SHORT PROBLEM
Identify each line in the records below that contains the string "trousers", and copy every such line in order.

[Coordinate labeling data]
»»

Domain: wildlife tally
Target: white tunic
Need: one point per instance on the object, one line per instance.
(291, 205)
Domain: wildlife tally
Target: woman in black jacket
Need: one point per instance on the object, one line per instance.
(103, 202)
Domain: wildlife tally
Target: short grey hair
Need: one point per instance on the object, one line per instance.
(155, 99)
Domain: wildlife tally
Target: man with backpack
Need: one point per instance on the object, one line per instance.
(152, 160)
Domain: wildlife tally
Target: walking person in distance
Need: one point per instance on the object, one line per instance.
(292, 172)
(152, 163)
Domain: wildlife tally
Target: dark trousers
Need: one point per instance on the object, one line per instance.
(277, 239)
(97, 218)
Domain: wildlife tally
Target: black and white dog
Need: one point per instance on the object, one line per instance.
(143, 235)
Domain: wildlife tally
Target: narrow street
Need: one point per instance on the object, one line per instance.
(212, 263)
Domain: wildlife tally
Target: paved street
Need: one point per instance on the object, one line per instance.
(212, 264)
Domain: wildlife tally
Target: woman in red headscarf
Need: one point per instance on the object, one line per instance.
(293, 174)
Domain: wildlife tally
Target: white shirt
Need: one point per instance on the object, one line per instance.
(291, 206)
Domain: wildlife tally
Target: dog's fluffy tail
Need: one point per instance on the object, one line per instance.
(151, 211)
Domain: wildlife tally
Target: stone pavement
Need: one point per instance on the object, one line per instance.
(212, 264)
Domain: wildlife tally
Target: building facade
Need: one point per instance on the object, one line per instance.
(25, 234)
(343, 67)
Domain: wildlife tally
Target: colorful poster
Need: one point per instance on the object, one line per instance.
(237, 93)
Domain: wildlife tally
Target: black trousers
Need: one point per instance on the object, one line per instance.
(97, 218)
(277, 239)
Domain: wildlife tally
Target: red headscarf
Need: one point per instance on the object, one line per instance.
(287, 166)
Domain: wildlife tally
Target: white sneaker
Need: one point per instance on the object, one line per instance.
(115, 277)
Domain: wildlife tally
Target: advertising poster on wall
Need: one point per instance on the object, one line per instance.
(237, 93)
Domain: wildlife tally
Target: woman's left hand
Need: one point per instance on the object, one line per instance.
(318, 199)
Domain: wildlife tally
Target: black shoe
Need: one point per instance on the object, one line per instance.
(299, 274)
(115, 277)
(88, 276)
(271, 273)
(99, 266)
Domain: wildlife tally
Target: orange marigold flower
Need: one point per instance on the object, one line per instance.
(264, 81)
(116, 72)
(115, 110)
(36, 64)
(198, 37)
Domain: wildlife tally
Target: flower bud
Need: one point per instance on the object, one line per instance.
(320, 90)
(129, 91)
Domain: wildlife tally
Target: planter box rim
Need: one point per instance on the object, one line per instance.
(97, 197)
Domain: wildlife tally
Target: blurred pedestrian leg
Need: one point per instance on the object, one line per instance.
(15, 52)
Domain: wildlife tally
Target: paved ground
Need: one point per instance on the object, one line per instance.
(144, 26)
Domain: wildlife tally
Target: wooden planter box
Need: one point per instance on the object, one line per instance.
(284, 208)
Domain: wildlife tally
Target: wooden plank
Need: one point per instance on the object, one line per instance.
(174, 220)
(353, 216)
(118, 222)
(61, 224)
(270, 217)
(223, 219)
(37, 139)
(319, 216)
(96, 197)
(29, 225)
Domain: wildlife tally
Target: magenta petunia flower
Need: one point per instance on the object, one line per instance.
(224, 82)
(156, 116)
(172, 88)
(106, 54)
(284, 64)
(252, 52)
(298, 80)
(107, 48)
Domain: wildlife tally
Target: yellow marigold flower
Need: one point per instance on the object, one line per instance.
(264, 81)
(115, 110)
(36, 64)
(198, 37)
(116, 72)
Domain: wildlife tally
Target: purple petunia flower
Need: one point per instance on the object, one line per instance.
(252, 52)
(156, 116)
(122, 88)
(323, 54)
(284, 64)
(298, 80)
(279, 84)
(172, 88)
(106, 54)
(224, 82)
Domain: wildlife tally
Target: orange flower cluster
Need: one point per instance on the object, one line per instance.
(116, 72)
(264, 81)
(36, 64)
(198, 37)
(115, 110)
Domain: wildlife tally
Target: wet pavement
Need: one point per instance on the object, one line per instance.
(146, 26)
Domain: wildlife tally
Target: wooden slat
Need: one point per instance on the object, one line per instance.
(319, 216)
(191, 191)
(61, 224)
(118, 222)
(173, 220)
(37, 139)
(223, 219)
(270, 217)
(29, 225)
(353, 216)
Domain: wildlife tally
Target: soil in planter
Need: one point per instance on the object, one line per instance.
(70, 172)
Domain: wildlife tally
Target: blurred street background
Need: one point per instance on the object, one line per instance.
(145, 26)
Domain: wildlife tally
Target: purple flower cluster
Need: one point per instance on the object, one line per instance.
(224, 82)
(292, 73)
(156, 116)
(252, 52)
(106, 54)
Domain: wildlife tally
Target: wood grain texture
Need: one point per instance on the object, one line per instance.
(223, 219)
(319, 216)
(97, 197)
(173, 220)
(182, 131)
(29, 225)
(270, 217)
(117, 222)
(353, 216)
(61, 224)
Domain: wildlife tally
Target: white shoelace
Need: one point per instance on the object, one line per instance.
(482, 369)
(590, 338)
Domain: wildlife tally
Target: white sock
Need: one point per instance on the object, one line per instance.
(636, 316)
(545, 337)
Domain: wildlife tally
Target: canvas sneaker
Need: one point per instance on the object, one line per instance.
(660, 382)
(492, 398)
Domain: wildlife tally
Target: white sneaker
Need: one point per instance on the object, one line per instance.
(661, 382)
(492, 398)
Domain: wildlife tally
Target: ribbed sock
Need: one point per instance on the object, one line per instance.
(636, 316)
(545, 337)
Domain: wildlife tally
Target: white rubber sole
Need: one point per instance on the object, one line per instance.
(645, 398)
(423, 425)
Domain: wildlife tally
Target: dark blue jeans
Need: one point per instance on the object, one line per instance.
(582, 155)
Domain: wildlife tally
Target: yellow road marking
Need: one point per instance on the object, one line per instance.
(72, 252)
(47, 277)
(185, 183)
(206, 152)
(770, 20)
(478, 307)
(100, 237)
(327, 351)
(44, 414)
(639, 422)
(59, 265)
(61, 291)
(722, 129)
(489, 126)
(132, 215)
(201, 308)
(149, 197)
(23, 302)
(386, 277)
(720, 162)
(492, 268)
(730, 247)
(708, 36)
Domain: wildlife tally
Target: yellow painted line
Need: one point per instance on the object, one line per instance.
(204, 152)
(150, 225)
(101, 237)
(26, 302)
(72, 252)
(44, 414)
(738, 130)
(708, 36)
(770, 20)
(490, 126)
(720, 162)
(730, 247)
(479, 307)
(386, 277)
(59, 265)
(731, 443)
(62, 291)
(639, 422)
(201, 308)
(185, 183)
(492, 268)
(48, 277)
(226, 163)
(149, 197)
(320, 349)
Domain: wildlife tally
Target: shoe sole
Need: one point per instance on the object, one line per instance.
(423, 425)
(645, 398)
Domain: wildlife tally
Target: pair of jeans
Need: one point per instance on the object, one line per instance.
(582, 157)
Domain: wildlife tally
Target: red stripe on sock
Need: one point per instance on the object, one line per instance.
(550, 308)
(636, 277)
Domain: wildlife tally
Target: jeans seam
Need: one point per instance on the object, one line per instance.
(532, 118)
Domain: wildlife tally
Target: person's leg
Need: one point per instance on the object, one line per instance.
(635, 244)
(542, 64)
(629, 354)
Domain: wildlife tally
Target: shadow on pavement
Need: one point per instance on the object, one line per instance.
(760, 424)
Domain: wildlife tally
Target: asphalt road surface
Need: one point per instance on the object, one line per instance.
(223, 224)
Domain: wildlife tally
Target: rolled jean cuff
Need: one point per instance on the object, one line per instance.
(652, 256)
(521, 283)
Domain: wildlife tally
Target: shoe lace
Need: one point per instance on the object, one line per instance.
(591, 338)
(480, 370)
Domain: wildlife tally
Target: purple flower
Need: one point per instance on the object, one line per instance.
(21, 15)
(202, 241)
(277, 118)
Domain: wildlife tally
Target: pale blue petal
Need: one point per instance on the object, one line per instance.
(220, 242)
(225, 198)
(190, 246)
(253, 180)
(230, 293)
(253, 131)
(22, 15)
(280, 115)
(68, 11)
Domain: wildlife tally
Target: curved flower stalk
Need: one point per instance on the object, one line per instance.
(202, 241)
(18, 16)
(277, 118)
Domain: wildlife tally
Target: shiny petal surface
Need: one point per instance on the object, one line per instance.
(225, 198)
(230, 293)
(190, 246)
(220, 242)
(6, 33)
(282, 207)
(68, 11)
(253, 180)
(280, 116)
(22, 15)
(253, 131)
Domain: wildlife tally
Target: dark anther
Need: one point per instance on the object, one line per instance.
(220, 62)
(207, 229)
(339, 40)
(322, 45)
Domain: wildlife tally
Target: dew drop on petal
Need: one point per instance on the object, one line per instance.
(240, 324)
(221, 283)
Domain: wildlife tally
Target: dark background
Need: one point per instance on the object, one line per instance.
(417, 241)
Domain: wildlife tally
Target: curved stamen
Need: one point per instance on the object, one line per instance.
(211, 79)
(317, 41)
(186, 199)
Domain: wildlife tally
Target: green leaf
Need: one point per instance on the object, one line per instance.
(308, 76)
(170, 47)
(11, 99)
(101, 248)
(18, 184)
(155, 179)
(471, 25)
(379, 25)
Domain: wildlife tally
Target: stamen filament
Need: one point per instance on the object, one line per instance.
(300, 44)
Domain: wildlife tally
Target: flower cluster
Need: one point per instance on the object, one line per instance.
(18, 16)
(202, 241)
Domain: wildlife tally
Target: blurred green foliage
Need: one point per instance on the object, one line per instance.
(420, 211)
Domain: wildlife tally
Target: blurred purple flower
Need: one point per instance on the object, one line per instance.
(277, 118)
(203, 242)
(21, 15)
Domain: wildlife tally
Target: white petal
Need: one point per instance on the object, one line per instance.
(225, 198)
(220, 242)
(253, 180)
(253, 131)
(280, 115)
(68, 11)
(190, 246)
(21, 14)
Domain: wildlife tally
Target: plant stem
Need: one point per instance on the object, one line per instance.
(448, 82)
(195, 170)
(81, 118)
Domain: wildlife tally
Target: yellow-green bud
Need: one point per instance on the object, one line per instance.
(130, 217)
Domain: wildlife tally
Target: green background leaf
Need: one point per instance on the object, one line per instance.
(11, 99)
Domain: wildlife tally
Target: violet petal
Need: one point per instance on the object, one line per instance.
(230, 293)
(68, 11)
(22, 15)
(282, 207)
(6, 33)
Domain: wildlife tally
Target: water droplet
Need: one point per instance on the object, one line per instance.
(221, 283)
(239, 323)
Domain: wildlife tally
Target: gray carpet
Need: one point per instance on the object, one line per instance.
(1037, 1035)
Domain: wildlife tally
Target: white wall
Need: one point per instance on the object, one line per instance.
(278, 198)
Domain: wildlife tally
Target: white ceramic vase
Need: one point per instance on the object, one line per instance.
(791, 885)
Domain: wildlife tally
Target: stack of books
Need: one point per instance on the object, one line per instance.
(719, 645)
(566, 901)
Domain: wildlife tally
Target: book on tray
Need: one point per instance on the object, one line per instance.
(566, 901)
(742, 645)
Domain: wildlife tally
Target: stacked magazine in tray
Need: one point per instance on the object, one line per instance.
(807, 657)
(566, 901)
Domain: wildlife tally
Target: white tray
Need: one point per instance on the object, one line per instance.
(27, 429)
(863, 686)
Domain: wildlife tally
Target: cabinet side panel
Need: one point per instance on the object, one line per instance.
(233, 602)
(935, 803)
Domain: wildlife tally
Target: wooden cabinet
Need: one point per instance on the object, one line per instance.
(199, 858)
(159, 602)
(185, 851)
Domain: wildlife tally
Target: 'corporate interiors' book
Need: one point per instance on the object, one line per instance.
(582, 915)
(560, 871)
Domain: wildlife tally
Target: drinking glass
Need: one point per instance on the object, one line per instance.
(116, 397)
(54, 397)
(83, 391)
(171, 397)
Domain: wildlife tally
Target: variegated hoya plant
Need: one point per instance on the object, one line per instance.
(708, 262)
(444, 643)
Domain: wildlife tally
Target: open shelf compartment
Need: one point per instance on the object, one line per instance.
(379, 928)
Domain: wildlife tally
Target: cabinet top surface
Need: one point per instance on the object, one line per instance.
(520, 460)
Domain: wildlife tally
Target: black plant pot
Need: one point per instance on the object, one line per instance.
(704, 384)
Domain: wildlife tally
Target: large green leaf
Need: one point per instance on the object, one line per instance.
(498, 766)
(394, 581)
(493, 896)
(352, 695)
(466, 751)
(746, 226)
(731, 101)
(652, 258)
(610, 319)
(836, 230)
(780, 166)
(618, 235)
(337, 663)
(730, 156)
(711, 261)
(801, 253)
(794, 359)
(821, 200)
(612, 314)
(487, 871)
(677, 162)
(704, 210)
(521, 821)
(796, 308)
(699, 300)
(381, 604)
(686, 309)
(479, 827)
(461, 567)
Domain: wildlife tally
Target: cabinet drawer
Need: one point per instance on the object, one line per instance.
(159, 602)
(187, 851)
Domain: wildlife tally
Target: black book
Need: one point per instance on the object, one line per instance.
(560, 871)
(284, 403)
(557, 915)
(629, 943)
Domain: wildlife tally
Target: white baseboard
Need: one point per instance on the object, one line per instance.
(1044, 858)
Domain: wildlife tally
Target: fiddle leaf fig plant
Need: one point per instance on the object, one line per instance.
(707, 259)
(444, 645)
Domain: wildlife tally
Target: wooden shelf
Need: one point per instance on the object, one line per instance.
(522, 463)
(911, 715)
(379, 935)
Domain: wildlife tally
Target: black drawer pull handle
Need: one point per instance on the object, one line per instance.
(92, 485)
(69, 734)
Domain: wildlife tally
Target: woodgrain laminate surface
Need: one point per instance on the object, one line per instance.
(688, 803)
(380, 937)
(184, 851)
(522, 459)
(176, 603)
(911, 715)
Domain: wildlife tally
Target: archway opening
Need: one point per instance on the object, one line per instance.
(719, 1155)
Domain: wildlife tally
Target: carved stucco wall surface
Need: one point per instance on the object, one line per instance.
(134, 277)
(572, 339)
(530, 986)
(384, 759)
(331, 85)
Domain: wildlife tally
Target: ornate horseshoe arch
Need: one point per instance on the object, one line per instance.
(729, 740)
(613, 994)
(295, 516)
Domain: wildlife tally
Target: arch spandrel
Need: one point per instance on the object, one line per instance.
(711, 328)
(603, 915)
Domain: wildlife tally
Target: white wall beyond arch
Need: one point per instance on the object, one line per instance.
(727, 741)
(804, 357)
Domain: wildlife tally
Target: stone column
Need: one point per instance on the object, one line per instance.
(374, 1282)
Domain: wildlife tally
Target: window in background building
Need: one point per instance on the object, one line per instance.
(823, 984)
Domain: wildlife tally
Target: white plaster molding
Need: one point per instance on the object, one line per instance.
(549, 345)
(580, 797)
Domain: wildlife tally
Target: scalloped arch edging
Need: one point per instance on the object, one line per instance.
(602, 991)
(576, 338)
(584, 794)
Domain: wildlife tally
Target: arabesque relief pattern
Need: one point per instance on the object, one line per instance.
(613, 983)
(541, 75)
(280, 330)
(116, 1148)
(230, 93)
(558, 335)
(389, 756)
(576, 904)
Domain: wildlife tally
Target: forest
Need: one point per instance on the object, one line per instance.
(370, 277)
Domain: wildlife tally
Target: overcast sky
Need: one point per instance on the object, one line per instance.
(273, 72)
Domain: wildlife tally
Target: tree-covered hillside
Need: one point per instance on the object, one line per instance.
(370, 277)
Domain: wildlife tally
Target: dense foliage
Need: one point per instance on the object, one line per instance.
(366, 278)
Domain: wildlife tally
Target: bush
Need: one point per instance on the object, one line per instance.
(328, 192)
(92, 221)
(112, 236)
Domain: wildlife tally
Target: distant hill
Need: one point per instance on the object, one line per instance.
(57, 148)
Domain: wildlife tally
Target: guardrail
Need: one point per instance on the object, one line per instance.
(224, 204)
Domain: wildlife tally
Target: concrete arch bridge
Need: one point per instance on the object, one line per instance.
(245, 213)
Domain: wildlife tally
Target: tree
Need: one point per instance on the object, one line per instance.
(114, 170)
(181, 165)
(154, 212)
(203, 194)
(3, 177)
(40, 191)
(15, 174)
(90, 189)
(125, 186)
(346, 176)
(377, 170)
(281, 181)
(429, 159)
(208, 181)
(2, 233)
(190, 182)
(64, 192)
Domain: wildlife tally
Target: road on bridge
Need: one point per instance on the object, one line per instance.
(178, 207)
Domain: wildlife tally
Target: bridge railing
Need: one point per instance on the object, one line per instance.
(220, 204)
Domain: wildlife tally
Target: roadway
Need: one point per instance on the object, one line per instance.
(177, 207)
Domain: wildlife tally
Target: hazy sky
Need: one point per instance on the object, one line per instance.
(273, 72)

««

WRITTEN RESPONSE
Target: dark trousers
Target: black trousers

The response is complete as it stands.